## Work to complete:
Copy out the listing that follows exactly, dropping every picture.

## Data in this exercise:

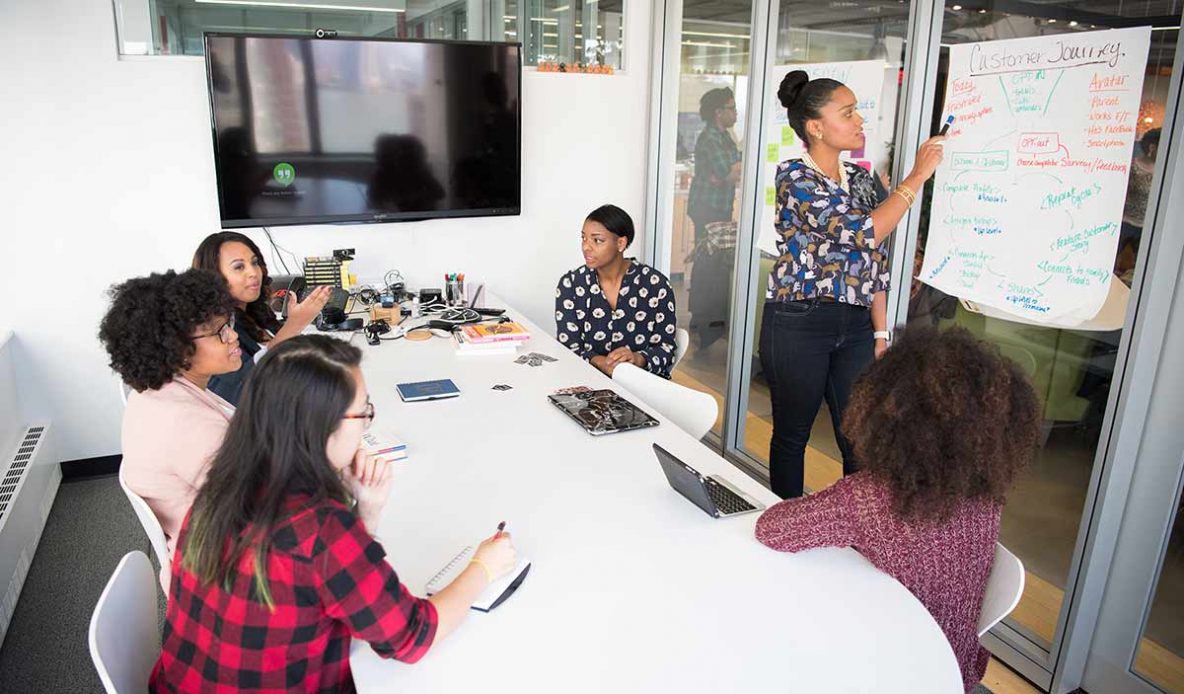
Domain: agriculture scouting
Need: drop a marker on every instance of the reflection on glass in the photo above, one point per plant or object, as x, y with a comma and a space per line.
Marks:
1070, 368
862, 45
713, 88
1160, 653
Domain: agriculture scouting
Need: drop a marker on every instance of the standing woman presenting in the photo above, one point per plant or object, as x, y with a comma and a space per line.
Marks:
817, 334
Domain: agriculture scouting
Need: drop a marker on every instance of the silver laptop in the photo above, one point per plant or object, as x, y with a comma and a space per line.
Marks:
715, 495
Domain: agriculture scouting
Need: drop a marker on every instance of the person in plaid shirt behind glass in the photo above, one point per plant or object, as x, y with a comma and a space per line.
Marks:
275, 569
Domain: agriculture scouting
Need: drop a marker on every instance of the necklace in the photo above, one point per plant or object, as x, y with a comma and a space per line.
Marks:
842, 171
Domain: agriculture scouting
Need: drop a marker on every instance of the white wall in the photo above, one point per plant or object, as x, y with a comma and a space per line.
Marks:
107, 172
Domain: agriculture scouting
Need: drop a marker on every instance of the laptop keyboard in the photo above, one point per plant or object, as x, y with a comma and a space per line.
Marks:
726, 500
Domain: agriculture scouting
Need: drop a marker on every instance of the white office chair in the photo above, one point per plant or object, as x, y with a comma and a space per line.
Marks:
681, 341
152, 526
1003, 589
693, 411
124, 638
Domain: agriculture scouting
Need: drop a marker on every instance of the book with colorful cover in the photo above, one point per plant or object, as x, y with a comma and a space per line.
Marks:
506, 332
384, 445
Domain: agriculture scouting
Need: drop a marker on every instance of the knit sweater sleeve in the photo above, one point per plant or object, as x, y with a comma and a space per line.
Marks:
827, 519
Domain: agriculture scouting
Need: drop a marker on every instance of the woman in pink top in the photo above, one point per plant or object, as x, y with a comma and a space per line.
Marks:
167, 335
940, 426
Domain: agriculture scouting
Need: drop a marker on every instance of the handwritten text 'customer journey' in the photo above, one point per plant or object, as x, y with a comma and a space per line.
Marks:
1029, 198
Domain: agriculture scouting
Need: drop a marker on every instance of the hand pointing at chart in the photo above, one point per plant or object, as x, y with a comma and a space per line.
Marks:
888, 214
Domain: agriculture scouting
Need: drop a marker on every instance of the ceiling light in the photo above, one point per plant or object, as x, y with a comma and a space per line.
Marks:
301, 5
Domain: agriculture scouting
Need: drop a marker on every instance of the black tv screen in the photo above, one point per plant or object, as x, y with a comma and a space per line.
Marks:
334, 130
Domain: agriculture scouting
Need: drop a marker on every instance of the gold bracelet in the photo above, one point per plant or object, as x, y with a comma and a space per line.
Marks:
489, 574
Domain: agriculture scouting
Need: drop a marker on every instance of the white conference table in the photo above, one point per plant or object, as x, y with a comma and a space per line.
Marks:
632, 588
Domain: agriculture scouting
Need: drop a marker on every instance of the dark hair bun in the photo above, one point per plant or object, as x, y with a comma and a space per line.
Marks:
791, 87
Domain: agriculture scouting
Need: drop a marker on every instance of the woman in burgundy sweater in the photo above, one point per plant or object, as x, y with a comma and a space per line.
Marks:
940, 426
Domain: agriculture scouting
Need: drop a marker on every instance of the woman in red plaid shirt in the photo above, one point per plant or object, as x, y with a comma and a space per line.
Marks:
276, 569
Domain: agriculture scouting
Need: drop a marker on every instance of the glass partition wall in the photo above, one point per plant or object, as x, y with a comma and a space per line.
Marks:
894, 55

## Solution to this task:
Domain: agriculture scouting
Need: drop a marker on every instance of the reflection on glass in the photo above, one point per plant or object, as x, y with a comma and a space per line.
Marks:
1070, 368
862, 45
713, 88
1160, 653
Domain: agriculture scouting
Need: drop a marker on every instance of the standing woman presenting in the photo above, one point per plant or object, as x, y with a comma and a space per line.
Marks:
817, 334
Domain: agriculture scouting
Need: drop a marker on every instance of the silver laptop in the photo above, one point per plant or object, as x, y with a comma and a space per line.
Marks:
715, 495
Domain: agriculture scouting
Need: drop a marker on every instance of the person in plaid shirt behind glass in the photo above, one point per plant or object, as x, y with a comma and a space per line.
Marks:
275, 569
Domain: agriculture scouting
Need: drop a marker on every instance of the necklace in the photo above, one point per plant or object, as x, y with a comma and a space per line.
Marks:
842, 171
Domain: agriculture scouting
Need: drop a marker on every instance of the white wall in the photo above, one point per plant or object, as x, y with a comma and a space per line.
Marks:
107, 172
Domain: agriculture scouting
Need: drop a marker on every instance of the laptop keyboard in the photo above, one point per plant or object, as x, y with a comma and a space per line.
Marks:
726, 500
Domain: agriculture scouting
Need: drop a marker on every instance of the white office chair in the photo above, one point per plant or object, as x, y with a comma and a space per line.
Marks:
681, 341
152, 526
1003, 589
693, 411
124, 638
Domain: agriculture scouting
Need: drop a marker on every instance of the book with colorful cover in the photo above, one point per plant or object, as x, y with a comma and a space per line.
Marks:
506, 332
384, 445
Domain: agriculture scouting
Need: drop a marker on every instance of the knit sweater sleeve in the photo above, one point per plant or object, as x, y with a comma and a space per line.
Marks:
827, 519
Domain: agriculture scouting
Need: drop a marker on every instance of the woman in pink top in the photo above, one point per plant or object, as x, y with a comma and a space per line.
Marks:
167, 335
940, 426
Domain: agriculture scouting
Need: drop a marker on every instance of the handwritten text 'customer journey' in the photo above, one point per plant or object, as x, y with a comma and a space per line.
Marks:
1029, 198
Domain: agriculture scouting
Need: drop a marker on every instance of the hand pointing at chart in the photo above, one point per plant or object, as x, y with a comma and a space per line.
Marks:
888, 214
Domain: agriculture scouting
Need: drop a marker on every instance of the ceiling light in the photo above, one point per plant or object, as x, y with a comma and a space per line.
Marks:
301, 5
Domain: agriculture scouting
Need: drop a marker on every instance of the black tv screen in the photo above, one point per plant or object, as x, y with a comma and a space per line.
Marks:
334, 130
Domain: agriculture scouting
Need: drop a marker on every instance of the gold bracelet in the photo above, one point per plant or object, as x, y with a comma and a space per line.
Marks:
489, 574
Domain: agriculture scouting
Need: drop a marker on every instance of the white conference table in the photo above, one point per plant or object, as x, y with a comma and a space per line.
Marks:
632, 588
Domain: agriculture scouting
Need: drop a marker on every instance of the dark hair bun in the photo above, one point per plant or object, as x, y with a comma and a space per line.
Marks:
791, 87
Domain: agriculture scouting
Need: drop a marker on every instance of the woman in burgundy sweater in the photo above, one point per plant or object, as x, y with a comma and a space per line.
Marks:
940, 426
Domain: agriculture scouting
Need: drop a marker on every instance of the woman in red plaid shirt in the photo above, one point per plant or object, as x, y with a comma and a space per line.
Marks:
276, 569
Domain: agriculture scouting
Need: drop a marker on every instance of the glass partition wall in the photo above, one point per plant or object, as x, y with a comma and a space per line.
Marks:
894, 55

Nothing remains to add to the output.